** begin Extracted entries **

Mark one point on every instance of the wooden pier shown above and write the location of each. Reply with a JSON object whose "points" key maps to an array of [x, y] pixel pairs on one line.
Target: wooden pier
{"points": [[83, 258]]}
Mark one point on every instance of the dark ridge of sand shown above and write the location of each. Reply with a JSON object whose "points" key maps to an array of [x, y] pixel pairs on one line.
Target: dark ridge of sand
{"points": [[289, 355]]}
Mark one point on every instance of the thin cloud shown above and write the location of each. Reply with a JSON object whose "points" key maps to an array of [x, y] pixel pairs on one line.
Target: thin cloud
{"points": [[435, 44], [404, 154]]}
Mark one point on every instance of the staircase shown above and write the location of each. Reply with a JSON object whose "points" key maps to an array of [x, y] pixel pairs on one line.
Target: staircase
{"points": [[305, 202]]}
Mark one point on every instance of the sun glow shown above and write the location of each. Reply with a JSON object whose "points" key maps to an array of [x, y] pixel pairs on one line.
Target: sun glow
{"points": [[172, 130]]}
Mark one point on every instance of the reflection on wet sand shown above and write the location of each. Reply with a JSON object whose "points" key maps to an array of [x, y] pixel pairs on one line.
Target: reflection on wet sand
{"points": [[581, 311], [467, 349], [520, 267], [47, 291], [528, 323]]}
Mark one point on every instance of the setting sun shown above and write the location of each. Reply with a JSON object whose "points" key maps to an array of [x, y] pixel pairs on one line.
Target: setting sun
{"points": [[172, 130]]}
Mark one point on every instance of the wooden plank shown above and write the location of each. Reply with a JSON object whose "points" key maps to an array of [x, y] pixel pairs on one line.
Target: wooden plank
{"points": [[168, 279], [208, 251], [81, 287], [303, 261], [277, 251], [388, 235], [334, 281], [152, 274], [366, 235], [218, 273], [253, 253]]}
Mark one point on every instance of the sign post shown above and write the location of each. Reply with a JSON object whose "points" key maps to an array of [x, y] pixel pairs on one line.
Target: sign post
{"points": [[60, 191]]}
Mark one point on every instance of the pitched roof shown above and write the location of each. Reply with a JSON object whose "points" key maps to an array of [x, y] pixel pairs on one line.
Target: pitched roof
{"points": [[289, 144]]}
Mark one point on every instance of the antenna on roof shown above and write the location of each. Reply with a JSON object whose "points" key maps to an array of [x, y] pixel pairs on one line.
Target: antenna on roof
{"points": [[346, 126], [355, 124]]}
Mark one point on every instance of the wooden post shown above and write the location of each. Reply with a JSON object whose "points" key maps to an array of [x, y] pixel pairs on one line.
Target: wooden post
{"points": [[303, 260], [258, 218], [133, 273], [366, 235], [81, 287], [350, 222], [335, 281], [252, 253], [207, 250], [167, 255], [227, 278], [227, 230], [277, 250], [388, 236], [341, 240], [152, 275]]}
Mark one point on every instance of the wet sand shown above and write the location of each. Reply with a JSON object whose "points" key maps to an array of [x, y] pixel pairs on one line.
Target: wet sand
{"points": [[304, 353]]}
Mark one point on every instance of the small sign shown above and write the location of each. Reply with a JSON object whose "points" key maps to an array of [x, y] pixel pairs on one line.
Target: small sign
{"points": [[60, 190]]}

** end Extracted entries **

Repeat each record exactly. Omit nothing.

Mark one point on every instance of the wooden pier shown above and write the location of each. Reply with a JSON object whose "points" key maps to an array of [x, y] pixel pairs on one line.
Target: wooden pier
{"points": [[83, 258]]}
Mark one point on every instance of the dark ridge of sand shown above and write the location of each. Reply with a JSON object whose "points" key maps to an array of [x, y] pixel pairs on one line.
Target: dark ridge of sand
{"points": [[289, 355]]}
Mark one point on every instance of the thin cloud shown above and write the location of each. Reply with a JSON object whose "points" key maps to an array of [x, y] pixel pairs on one line.
Target: thin cloud
{"points": [[435, 44], [404, 154]]}
Mark one point on every instance of the staircase shown above and write the location of each. Reply with a JSON object whose "points" key maps to an array of [x, y] pixel pairs on one line.
Target: staircase
{"points": [[305, 202]]}
Mark one point on every instance of the sun glow shown above and write the location of each. Reply with a JSON object whose "points" key maps to an array of [x, y] pixel pairs on one line.
Target: sun glow
{"points": [[172, 130]]}
Mark one point on every instance of the reflection on wet sand shown above and write the location of each. Reply with a JSON object whose "points" key maps to an array of [x, y] pixel pairs on one line.
Target: reflection on wet sand
{"points": [[581, 311], [467, 349], [520, 267], [47, 291], [528, 323]]}
Mark one point on every instance of the setting sun shown above and write the location of each. Reply with a JSON object whose "points" key maps to an array of [x, y] pixel pairs on one line.
Target: setting sun
{"points": [[172, 130]]}
Mark one point on every instance of the wooden plank shown above and write the location of each. Reply with a JSON object whose "points" key maps to an array of [x, y] pixel pairs on one line.
Target: wooden plank
{"points": [[168, 279], [208, 251], [81, 287], [303, 261], [277, 251], [388, 235], [334, 281], [152, 274], [366, 235], [218, 273], [253, 253]]}
Mark one point on every instance of the sign post shown above and write the location of each. Reply with a JSON object whose "points" key maps to an array of [x, y] pixel pairs on one line.
Target: sign post
{"points": [[60, 191]]}
Mark one point on every instance of the pitched roof shown above and write the location of each. Reply with a JSON object whose "points" key maps to an array of [x, y] pixel pairs on one line.
Target: pitched roof
{"points": [[289, 144]]}
Mark one point on every instance of the antenna on roof shown above and write the location of each. Reply with a JSON object whose "points" key maps to an array of [x, y] pixel pairs on one line.
Target: antenna on roof
{"points": [[346, 126], [355, 124]]}
Mark one point on every instance of the wooden post shown above and write the location of each. Reply with a JSON object whose "points" key maps to an array of [x, y] pixel pairs on one line.
Target: wooden post
{"points": [[303, 260], [258, 218], [133, 273], [366, 235], [81, 287], [350, 222], [335, 281], [252, 253], [207, 250], [167, 255], [227, 278], [227, 230], [277, 250], [388, 236], [341, 240], [152, 275]]}
Mark one point on every instance of the wet sand shown above and write the location of each. Reply with a JSON object whose "points" key maps to an array of [x, y] pixel pairs on one line.
Target: wet sand
{"points": [[304, 353]]}
Mark one point on every instance of the small sign shown above and write the location of each. Reply with a JSON object whose "points" key maps to an array of [x, y] pixel pairs on one line.
Target: small sign
{"points": [[60, 190]]}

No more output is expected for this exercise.